### GIVEN RECORDS:
───

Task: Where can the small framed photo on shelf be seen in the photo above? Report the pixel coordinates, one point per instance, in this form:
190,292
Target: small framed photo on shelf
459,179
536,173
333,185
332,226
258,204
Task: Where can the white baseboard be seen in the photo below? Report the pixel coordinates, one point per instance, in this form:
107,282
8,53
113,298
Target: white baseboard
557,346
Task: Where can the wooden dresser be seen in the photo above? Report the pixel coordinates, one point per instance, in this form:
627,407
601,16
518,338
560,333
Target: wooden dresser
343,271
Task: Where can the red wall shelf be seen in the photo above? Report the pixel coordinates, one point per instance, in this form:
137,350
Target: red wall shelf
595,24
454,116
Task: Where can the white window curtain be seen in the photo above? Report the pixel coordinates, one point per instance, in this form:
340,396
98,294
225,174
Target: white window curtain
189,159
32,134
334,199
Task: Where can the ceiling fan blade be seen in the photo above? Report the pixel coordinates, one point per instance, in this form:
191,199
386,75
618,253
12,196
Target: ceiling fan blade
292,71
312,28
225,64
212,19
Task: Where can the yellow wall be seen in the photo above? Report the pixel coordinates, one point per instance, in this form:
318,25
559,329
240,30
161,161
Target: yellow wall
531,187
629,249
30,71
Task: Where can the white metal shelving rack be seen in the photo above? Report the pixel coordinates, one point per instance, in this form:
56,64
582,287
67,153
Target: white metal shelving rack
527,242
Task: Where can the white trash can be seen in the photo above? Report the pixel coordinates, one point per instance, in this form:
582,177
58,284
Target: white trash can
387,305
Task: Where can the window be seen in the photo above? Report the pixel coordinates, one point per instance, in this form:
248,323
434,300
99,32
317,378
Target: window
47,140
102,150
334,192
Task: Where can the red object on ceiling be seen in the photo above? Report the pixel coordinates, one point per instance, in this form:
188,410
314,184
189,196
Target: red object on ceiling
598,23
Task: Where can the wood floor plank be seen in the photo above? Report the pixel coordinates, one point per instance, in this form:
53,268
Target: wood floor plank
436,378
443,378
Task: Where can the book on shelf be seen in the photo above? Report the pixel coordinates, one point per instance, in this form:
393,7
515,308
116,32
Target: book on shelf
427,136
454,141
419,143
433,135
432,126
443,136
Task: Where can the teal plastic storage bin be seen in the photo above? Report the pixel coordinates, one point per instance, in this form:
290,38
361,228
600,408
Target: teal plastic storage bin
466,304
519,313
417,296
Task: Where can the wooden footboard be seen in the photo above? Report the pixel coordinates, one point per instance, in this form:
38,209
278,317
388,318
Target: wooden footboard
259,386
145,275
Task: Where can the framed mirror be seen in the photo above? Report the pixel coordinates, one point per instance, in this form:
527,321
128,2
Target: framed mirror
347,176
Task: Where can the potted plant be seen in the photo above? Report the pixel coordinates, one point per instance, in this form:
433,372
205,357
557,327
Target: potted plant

───

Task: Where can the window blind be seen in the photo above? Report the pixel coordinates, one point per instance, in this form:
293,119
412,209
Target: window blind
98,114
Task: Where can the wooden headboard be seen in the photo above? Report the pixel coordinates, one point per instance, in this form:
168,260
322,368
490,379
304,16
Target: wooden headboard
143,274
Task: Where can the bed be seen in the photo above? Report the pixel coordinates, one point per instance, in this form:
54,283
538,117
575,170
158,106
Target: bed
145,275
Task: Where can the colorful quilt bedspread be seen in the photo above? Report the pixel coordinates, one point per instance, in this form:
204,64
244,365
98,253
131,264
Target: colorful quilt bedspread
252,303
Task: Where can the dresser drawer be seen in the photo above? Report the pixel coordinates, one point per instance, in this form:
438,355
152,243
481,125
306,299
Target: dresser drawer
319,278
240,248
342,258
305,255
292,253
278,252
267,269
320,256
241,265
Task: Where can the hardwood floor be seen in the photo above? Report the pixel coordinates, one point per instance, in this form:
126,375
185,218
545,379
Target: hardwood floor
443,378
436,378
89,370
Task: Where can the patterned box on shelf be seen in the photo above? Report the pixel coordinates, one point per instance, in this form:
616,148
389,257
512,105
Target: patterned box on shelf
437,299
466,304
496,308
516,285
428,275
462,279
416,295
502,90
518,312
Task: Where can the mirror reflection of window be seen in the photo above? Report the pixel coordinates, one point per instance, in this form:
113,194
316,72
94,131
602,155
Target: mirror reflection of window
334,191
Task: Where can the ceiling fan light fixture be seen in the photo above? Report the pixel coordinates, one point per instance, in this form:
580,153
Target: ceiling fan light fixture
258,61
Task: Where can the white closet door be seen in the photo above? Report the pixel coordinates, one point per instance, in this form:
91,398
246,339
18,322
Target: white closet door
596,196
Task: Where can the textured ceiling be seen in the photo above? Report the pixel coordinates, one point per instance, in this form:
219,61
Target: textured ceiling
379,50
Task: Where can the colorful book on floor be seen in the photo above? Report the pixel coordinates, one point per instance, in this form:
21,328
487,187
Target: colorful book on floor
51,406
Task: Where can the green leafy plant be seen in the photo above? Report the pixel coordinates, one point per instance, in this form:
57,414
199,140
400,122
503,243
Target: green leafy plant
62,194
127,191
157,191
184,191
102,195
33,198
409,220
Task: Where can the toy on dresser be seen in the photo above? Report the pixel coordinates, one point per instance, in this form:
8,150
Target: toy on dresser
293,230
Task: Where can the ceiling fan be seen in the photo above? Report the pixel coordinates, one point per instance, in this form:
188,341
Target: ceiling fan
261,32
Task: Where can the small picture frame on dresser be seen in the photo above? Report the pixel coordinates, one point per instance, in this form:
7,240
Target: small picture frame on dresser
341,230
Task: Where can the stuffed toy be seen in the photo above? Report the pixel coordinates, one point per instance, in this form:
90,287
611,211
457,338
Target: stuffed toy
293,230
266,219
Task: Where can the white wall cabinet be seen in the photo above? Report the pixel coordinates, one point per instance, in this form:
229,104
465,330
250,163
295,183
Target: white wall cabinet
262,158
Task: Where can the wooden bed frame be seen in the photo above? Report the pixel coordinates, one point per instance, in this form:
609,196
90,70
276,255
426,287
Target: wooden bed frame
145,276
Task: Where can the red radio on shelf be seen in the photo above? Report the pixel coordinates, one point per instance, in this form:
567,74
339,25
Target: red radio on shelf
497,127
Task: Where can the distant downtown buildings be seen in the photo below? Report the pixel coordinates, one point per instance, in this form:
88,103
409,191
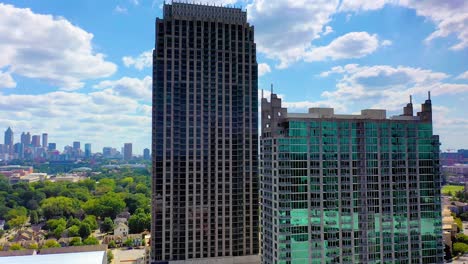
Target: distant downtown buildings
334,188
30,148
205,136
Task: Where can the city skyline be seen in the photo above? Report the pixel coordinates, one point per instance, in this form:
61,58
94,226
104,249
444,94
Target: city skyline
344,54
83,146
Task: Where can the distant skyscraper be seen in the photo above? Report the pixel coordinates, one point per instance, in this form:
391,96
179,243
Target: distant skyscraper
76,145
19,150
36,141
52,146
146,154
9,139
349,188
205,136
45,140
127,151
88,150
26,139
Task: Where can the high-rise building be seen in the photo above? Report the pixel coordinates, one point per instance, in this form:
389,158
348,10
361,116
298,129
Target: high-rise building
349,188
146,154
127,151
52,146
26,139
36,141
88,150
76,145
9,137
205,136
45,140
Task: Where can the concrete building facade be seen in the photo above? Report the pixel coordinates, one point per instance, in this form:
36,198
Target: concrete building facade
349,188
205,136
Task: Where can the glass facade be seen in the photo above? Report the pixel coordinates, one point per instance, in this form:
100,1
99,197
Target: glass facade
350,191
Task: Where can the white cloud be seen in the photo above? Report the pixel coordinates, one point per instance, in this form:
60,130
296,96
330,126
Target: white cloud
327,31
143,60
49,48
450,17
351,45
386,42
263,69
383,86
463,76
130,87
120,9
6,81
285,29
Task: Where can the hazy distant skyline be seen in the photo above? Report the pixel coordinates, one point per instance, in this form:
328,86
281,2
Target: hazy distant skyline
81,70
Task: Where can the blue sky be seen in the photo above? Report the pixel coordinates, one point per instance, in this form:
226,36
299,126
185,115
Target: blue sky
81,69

───

Collect every line in the listing that contains the word "mirror".

Task: Where can the framed mirror be seen in the photo above? Report the pixel coordinates, one point per instance, in this form:
Target: framed mirror
Task: Where can the mirror reflection of window be seen in the photo above? Report the pixel coordinates, one point per instance, in this form:
Target: mirror reflection of window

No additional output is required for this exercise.